▶ **WHAT NEEDS TO BE DONE**: Return every line of the listing below unchanged, leaving out the pictures.

▶ **DATA TO USE**:
******
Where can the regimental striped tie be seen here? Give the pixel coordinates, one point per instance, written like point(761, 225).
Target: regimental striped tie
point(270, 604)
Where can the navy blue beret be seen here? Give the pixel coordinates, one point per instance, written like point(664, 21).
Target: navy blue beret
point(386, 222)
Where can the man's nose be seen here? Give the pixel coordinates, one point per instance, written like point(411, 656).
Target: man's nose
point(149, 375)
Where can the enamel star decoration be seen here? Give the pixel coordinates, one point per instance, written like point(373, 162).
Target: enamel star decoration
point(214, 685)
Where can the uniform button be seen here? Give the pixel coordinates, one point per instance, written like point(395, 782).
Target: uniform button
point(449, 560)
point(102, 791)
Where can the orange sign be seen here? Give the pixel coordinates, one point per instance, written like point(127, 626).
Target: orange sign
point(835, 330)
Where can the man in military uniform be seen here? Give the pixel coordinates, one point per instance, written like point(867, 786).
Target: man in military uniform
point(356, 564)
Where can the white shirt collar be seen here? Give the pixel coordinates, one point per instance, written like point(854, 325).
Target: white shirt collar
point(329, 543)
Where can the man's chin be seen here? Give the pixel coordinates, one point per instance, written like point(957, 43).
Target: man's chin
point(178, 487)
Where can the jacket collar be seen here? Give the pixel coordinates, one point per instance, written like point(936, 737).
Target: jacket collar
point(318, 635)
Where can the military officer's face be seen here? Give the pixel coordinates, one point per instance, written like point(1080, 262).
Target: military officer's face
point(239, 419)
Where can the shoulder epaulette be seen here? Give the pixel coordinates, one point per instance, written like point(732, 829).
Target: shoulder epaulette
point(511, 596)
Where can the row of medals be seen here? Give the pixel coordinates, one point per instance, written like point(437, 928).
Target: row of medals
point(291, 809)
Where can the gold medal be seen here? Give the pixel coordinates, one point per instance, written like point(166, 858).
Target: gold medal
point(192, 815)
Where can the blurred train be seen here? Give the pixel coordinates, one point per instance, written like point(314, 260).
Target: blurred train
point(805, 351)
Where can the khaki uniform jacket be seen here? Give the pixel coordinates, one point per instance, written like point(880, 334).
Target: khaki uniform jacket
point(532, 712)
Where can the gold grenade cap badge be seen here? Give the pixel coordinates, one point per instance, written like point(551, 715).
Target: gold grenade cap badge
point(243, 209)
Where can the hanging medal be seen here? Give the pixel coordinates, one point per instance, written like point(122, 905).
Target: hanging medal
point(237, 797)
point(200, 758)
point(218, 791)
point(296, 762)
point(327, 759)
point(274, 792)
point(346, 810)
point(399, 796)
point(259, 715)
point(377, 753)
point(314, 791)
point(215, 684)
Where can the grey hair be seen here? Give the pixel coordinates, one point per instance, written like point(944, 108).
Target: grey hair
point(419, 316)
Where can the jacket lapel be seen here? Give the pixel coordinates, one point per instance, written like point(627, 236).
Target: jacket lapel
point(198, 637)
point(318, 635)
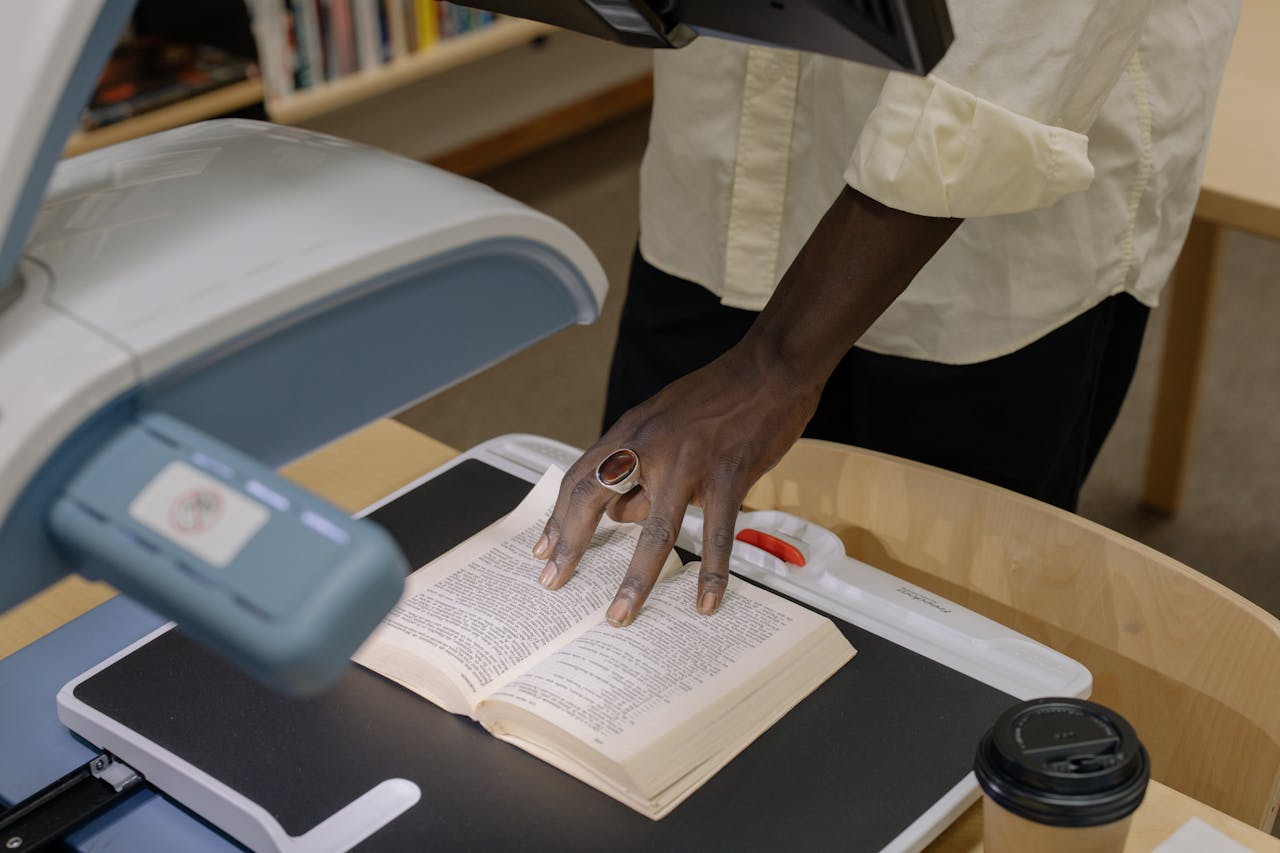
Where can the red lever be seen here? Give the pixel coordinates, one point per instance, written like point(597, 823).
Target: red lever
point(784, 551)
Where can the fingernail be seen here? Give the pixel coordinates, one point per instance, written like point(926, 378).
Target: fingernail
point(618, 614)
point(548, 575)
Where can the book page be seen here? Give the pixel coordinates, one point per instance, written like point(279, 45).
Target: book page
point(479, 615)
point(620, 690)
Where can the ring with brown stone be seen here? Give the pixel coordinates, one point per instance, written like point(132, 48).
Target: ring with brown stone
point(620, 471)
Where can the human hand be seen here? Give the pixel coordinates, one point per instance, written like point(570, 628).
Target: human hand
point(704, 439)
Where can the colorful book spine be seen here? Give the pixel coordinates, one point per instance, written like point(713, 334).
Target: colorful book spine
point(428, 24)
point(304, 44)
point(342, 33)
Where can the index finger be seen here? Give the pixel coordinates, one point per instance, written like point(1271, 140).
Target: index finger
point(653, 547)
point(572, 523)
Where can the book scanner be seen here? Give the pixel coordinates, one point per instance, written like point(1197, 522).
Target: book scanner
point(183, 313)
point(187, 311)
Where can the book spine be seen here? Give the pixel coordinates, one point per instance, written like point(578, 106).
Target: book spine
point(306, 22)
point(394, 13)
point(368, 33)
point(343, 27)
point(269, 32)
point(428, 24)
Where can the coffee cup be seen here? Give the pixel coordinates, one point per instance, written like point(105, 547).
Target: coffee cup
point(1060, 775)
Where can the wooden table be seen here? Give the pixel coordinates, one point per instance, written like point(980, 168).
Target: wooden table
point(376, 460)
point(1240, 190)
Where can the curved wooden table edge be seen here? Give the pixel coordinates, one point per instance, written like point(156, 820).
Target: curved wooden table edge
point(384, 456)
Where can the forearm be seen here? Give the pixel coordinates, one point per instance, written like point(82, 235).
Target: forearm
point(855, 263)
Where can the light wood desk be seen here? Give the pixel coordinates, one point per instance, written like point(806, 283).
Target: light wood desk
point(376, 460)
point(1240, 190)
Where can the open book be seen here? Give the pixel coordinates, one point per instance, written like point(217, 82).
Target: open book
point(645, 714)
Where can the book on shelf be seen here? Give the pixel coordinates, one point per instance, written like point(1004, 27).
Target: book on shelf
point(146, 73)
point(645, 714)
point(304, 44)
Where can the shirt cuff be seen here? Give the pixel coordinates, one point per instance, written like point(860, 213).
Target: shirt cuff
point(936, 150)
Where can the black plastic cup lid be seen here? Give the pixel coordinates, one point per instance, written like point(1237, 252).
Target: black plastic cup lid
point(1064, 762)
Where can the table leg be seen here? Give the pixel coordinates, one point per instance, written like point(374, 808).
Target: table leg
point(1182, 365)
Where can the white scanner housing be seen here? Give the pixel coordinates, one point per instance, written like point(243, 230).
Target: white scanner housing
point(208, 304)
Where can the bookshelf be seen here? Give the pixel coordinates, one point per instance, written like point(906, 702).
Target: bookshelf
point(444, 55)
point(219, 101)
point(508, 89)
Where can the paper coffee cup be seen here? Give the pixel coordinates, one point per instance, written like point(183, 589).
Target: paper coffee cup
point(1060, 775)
******
▶ **COMPLETE RESPONSE**:
Where can the regimental striped tie be seen here? Give the pixel coordinates, one point per instance, written like point(761, 225).
Target: regimental striped tie
point(270, 604)
Where can the navy blue beret be seen here? Give the pixel coordinates, one point per instance, written like point(664, 21).
Target: navy blue beret
point(386, 222)
Where can the man's nose be seen here? Give the pixel coordinates, one point per instance, written like point(411, 656).
Target: man's nose
point(149, 375)
Where can the enamel star decoration be seen here? Give the pixel coordinates, one point per instance, written like point(373, 162).
Target: enamel star decoration
point(214, 685)
Where can the uniform button be seen here? Give the pixel coordinates, one point per instance, written like point(395, 782).
Target: uniform button
point(449, 560)
point(102, 791)
Where can the orange sign be seen here? Give the pixel coordinates, one point per instance, written like point(127, 626).
Target: orange sign
point(835, 330)
Where can the man in military uniform be seen here? Give the pixel coordinates, one point per instance, written like point(867, 786).
Target: man in military uniform
point(356, 564)
Where can the white shirt collar be seen here? Give the pixel coordinates, one point per instance, written like point(854, 325).
Target: white shirt collar
point(329, 543)
Where can the man's chin be seen here? Give the pixel coordinates, one point per instance, written like point(957, 43).
Target: man's chin
point(178, 487)
Where can the jacket collar be seen here? Give the pixel coordinates, one point per instance, written like point(936, 737).
Target: jacket collar
point(318, 635)
Where can the military officer's face be seen here? Give the pixel coordinates, one point per instance, written like point(1080, 262).
Target: military officer's face
point(239, 419)
Where can the shoulder epaulette be seen here? Give the pixel coordinates, one point per instance, written like point(732, 829).
Target: shoulder epaulette
point(511, 596)
Where can the row of medals be seen here? Give the pixel coordinates, one point per instance, written like point(437, 928).
Target: row of medals
point(291, 809)
Where can the gold medal be seen here? Give the pixel coordinates, one point per instance, written like point(166, 858).
Target: gold medal
point(192, 815)
Where can the blurred train be seen here? Give the pixel coordinates, one point per instance, written like point(314, 260).
Target: blurred train
point(805, 351)
Where can the khaki uniform jacket be seen here? Give the pixel coordinates, one point per instance, written like point(880, 334).
Target: khaki uniform jacket
point(532, 712)
Where can the gold grenade cap badge be seen here? Give the pixel coordinates, one point per instance, written like point(551, 715).
Target: gold grenade cap badge
point(243, 209)
Where can the hanging medal be seen here? Give the pixel coordinates, one point per instance, written like point(122, 905).
Target: hanging medal
point(237, 797)
point(200, 758)
point(218, 791)
point(296, 762)
point(327, 759)
point(274, 792)
point(346, 810)
point(399, 796)
point(259, 715)
point(377, 753)
point(314, 791)
point(215, 684)
Where can the grey hair be seen here? Give the pixel coordinates, one point per instance, written like point(944, 108).
Target: grey hair
point(419, 316)
Where can the jacket lapel be seen here? Give the pixel coordinates, one point per instance, written like point(627, 236).
Target: jacket lapel
point(198, 637)
point(318, 635)
Where can the red lever be seen here? Give the pixel coordinates, one point per instance, written like point(597, 823).
Target: red lever
point(784, 551)
Where can the fingernail be seen here? Give the pixel coordinates, one point per instance, written like point(926, 378).
Target: fingernail
point(618, 614)
point(548, 575)
Where can the book page be seen here? Give the pixel coordinates, one point per instance, written like point(279, 45).
Target: book page
point(479, 615)
point(620, 690)
Where can the ring with brown stone be seen here? Give the pixel coordinates, one point per instance, written like point(132, 48).
Target: ring with brown stone
point(620, 471)
Where can the human hand be seen here? Give the pixel coordinates, one point per instance, written like point(570, 628).
Target: human hand
point(704, 439)
Where can the colorful book spine be seen here? Give the pixel coordinates, one point per instance, written like point(713, 334).
Target: colorful book spine
point(428, 24)
point(304, 44)
point(342, 33)
Where can the index finger be seen here? Give the pixel coordinates, one point per instance, written like point(1271, 140).
Target: index finger
point(653, 547)
point(572, 523)
Where can the book scanner be seen here? Give the pixel coordinates, one point per instance, written like point(1197, 522).
Target: book scanner
point(183, 313)
point(187, 311)
Where can the book spine be seen here? Give the pixel coordinates, one point per instance, written like point(578, 106).
Target: book spine
point(306, 22)
point(394, 13)
point(368, 33)
point(343, 27)
point(269, 32)
point(428, 24)
Where can the coffee cup be seen here? Give the pixel coordinates, one point per instance, written like point(105, 547).
Target: coffee cup
point(1060, 775)
Where can the wooden table be seen here? Give the pixel coordinates, one point per instance, written like point(980, 168).
Target: wooden table
point(376, 460)
point(1240, 190)
Where can the curved wooden table edge be seen here? Give the pixel coordinates, one point per instance, written like point(156, 820).
Target: curved wooden table edge
point(384, 456)
Where can the forearm be seen here? Give the pixel coordinates, one point per instance, written like point(82, 235).
Target: forearm
point(855, 263)
Where can the light wood desk be seen here? Give the pixel coordinates, one point per instance, written like point(806, 283).
Target: light wood desk
point(376, 460)
point(1240, 190)
Where can the open book be seen here? Give the pixel coordinates, one point per instance, written like point(217, 82).
Target: open book
point(645, 714)
Where can the book on shelf be seen here? Give the pixel coordinates, one point per instance, written like point(1004, 27).
Target: book on shelf
point(146, 73)
point(645, 714)
point(304, 44)
Where can the shirt cuff be seen here? Give the pixel coordinates, one point per instance, written like point(860, 213).
Target: shirt cuff
point(936, 150)
Where can the black plastic cup lid be seen here? Give the pixel coordinates, one point per instance, written like point(1237, 252).
Target: black plastic cup lid
point(1064, 762)
Where can the table leg be seen here? Give the pixel coordinates, one point per instance, written like point(374, 808).
Target: table leg
point(1182, 365)
Where can the white scanner housing be seen here? Give the pixel coordinates, one point per instance, written like point(243, 230).
Target: white scanner housing
point(208, 304)
Where can the bookshelf be seen here? Give the pixel coordinates, one point per instance, written like point(906, 702).
Target: bookshelf
point(444, 55)
point(219, 101)
point(508, 89)
Where can the paper coffee cup be seen here? Give the pixel coordinates, one point per instance, written like point(183, 589).
Target: paper coffee cup
point(1060, 775)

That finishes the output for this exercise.